(Document section begins)

Software and Data

Software and Data




Contents:  

Generalised Stirling Numbers (libstb) software, Document/Text preprocessing for topic models (dca-bags), Text data for DCA-bags

Non-parametric Topic Modelling (hca) software

This software is now available.  Please contact wray.buntine at nicta.com.au with questions/support/suggestion. Software available in the source folder as tar.gz file from MLOSS Archive.  Simple user manual here. Features are as follows:

  • Coded in C with no dependencies so easy to compile on most systems.
  • Input can be LdaC format, docword format, various Matlab style formats.
  • Implements HDP-LDA, HPYP-LDA, symmetric-symmetric, symmetric-asymmetric, asymmetric-symmetric, and asymmetric-symmetric priors with Pitman-Yor or Dirichlet processes.
  • Full hyper-parameter fitting, or setting initially.
  • Special "burstiness" function using the trick from Doyle and Elkan for (DCMLDA, 2009) for even better performance.
  • No Chinese restaurant processes or stick breaking so sampling is fast (1.0-3.0 times slower than regular LDA with Gibbs).  Includes a part of the libstb library below to handle Pitman-Yor and Dirichlet processes.
  • Estimation of various vectors (document and topic vectors).
  • Diagnostics, control, restarts, test likelihood via document completion.
  • Coherence calculations on results using PMI and normalised PMI

Note to achieve the performance the coding is quite complex in parts.  If you wish to edit or modify the code contact the author for support.

(Document section ends)
(Provided information begins)

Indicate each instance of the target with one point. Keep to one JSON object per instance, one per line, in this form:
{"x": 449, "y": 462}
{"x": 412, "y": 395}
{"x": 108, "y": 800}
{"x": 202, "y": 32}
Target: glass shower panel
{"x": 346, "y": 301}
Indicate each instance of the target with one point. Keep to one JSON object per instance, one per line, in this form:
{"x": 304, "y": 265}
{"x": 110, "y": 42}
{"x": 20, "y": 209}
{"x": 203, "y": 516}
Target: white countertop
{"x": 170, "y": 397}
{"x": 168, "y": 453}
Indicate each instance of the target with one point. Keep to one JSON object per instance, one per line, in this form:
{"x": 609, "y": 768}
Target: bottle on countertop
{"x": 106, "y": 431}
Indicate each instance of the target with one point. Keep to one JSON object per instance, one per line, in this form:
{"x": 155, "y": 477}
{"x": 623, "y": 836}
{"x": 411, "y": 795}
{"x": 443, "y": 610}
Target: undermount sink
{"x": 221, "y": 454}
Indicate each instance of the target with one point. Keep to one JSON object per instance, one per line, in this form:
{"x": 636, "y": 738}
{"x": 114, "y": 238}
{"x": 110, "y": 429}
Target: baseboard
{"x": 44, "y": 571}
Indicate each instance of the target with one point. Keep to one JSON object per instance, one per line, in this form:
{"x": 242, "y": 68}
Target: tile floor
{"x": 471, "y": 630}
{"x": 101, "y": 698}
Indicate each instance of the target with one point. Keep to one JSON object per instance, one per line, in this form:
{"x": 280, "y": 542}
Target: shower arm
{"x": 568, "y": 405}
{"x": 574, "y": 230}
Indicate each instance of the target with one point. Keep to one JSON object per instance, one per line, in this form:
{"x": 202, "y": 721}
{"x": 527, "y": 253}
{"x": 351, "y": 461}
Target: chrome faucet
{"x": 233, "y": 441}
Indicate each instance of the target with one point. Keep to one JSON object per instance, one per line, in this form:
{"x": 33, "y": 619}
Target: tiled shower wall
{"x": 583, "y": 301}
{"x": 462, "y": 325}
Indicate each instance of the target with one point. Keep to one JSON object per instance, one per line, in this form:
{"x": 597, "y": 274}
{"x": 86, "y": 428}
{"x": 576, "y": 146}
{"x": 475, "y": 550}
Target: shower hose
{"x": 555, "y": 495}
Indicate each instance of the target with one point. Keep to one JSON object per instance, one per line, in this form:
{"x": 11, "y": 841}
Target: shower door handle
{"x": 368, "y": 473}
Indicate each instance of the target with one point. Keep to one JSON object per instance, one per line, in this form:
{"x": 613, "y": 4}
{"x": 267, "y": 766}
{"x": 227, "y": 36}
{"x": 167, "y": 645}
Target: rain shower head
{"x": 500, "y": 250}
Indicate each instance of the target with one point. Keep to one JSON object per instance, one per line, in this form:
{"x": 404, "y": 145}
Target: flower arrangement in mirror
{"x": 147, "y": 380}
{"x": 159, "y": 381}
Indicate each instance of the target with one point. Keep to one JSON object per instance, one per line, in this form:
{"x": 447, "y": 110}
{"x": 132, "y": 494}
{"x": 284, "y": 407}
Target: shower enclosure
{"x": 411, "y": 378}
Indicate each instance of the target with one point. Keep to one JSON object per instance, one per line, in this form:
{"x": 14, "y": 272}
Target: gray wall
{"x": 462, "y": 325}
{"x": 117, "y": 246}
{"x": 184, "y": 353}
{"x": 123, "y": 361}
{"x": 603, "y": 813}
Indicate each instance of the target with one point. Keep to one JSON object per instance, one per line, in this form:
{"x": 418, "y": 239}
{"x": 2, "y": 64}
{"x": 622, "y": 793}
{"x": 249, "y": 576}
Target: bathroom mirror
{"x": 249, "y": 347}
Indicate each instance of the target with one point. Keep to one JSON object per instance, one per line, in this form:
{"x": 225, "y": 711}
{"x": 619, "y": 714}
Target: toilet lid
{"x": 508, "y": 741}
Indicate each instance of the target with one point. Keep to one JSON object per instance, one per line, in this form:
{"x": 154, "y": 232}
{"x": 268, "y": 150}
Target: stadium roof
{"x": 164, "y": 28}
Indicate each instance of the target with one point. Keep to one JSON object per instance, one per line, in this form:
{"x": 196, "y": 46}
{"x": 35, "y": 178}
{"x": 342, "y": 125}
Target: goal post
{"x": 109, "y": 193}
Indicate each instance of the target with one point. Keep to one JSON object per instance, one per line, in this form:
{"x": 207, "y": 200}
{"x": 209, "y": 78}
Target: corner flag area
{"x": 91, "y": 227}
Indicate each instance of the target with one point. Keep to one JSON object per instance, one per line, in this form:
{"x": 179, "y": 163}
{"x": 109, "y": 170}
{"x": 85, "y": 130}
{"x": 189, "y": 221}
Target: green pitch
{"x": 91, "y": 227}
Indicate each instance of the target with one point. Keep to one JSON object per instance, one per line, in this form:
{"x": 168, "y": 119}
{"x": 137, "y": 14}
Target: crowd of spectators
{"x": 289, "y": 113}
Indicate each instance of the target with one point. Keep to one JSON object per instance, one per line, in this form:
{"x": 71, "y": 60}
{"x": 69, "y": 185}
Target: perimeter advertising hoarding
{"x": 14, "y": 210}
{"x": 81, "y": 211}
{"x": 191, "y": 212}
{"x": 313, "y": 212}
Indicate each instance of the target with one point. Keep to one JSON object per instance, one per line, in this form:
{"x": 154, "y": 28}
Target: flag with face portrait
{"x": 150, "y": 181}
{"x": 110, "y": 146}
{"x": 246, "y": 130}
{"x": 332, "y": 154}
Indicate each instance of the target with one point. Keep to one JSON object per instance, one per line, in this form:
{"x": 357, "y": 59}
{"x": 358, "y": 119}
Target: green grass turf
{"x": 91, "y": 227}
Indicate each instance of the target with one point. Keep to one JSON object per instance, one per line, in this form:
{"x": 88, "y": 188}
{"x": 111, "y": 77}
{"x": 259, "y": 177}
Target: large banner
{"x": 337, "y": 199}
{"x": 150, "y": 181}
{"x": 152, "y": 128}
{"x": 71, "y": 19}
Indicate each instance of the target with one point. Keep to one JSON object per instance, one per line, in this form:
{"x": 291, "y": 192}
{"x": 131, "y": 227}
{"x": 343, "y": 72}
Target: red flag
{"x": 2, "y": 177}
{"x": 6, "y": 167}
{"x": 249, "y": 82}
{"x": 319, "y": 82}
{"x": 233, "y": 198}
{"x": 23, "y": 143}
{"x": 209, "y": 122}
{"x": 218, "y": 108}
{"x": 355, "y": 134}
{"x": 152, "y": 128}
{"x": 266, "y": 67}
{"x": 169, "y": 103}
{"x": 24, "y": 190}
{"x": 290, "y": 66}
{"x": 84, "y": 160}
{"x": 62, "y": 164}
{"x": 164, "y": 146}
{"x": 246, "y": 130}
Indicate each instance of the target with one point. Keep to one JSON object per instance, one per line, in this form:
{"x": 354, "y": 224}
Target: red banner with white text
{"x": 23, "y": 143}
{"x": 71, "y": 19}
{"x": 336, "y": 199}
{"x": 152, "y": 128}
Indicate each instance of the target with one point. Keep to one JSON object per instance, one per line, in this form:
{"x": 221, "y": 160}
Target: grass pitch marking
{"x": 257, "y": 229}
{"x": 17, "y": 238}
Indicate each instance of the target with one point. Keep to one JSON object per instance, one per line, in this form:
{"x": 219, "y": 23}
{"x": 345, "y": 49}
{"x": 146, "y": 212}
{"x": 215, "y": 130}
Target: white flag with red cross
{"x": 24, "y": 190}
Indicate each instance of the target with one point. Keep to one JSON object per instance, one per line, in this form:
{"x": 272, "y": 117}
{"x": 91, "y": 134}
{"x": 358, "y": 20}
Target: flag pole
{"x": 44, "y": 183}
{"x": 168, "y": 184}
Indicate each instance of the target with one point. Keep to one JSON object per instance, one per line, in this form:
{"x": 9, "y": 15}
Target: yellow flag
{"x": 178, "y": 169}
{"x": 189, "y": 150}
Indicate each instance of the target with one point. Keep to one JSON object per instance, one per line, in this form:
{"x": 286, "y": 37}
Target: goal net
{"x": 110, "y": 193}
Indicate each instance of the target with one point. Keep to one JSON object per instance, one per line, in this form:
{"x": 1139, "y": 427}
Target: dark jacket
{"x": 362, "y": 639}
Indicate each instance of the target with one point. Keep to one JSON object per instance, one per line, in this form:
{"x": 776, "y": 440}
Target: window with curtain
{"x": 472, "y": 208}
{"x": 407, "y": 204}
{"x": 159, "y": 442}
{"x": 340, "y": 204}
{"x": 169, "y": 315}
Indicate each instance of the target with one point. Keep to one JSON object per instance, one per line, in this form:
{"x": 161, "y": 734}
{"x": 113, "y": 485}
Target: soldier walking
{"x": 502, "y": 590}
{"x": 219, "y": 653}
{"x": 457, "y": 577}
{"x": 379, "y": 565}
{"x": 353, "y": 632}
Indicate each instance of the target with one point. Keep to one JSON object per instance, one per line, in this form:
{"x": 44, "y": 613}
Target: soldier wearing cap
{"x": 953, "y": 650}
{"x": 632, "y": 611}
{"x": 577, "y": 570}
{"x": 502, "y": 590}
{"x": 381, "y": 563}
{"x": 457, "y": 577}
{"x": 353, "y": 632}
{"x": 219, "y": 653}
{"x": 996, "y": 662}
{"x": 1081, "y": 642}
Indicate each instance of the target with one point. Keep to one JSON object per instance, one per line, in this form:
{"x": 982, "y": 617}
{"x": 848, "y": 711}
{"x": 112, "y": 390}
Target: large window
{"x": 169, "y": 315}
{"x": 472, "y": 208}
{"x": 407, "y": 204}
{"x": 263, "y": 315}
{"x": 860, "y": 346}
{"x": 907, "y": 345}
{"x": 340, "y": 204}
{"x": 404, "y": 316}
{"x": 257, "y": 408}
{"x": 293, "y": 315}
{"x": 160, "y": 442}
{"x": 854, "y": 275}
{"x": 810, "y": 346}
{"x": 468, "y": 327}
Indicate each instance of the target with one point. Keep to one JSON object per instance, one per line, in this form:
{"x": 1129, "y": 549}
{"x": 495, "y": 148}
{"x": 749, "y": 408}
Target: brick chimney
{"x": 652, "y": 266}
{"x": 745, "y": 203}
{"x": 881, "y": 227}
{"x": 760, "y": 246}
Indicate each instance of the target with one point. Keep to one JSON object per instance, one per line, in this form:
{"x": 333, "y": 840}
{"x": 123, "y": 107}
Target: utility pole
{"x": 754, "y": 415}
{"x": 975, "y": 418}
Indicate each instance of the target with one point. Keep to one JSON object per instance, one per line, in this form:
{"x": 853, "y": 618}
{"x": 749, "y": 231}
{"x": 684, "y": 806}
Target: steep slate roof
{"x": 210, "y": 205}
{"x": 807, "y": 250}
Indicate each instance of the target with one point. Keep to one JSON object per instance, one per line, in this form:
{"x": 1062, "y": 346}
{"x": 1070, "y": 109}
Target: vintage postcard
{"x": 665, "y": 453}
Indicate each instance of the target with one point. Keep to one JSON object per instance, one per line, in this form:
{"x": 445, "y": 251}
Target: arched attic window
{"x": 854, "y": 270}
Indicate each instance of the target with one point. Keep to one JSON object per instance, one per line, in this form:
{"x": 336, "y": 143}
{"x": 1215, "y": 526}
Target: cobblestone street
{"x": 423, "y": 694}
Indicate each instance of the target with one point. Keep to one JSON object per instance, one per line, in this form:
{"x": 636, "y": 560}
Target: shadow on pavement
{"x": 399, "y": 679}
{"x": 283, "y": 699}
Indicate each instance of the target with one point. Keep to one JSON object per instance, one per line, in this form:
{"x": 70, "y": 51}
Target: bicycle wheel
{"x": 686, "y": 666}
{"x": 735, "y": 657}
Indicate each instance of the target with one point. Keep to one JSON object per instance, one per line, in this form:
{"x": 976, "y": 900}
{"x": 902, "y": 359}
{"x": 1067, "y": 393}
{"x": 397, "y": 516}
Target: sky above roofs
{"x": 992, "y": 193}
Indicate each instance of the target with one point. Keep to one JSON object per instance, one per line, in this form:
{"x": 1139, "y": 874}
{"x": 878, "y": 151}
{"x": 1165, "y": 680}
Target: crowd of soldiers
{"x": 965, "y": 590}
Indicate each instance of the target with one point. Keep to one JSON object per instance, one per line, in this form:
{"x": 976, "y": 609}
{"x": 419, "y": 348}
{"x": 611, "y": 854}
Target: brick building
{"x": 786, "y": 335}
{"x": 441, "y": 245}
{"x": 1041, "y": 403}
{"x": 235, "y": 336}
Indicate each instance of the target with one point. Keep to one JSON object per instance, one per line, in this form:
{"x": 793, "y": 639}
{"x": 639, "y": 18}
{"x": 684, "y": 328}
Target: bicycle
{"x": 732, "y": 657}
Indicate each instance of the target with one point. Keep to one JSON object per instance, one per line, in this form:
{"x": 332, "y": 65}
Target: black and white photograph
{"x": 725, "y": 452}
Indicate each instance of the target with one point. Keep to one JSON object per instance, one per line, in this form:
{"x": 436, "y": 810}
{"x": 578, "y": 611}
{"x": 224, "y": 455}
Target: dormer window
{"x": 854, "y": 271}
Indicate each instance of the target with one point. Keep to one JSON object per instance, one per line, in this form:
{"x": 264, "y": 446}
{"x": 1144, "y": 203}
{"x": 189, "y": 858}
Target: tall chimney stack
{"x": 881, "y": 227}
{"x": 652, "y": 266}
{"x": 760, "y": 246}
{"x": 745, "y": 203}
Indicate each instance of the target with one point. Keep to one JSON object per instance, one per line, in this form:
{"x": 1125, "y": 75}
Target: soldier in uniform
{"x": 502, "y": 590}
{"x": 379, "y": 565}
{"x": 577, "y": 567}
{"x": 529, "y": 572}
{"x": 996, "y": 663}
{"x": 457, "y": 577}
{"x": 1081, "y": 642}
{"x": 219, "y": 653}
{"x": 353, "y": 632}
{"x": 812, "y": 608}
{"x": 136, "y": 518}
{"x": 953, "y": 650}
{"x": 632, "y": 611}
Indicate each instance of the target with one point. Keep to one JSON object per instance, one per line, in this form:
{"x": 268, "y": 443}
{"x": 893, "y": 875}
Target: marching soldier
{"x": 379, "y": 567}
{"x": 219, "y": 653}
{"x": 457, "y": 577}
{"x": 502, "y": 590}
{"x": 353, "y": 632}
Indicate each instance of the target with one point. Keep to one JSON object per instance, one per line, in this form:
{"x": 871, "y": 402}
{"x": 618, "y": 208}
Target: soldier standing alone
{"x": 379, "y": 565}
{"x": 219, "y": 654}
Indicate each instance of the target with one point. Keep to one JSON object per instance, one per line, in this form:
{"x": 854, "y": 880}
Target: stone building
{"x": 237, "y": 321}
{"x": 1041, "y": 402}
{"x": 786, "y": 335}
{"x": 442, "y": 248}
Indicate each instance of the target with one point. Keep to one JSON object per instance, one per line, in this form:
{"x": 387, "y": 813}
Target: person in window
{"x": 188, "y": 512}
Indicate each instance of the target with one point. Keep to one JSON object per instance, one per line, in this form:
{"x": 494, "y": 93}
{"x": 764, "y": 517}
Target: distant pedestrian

(Provided information ends)

== Work instructions ==
1. On the topic modelling software page, how much slower than regular LDA with Gibbs sampling is the hca software said to be?
2. Write the next part of the topic modelling software page, starting after its final sentence.

== Activity answers ==
1. It is 1.0 to 3.0 times slower than regular LDA with Gibbs.

2.
Generalised Stirling Numbers (libstb) software

This source directory contains library routines that provide alternative ways of computing generalised second order Stirling numbers used when working with Pitman-Yor and Dirichlet processes (PYP and DP). Included is library routines for posterior sampling on the discount and concentration parameters of the PYP/DP, and some simple demo programmes to illustrate usage.  System used for Pitman-Yor processing with topic models, to allow easy scaling to gigabytes of text. Tested on a few versions on Ubuntu Linux and MacOSX.  Default system is independent of any libraries, using the rand48() samplers in the standard C library and copying some GPL'd code from Mathlib and GSL for a few key routines.  Instructions on how to remove the GSL code (removing use of slice sampler) are included.

Resources are as follows:

Document/Text preprocessing for topic models (DCA-bags)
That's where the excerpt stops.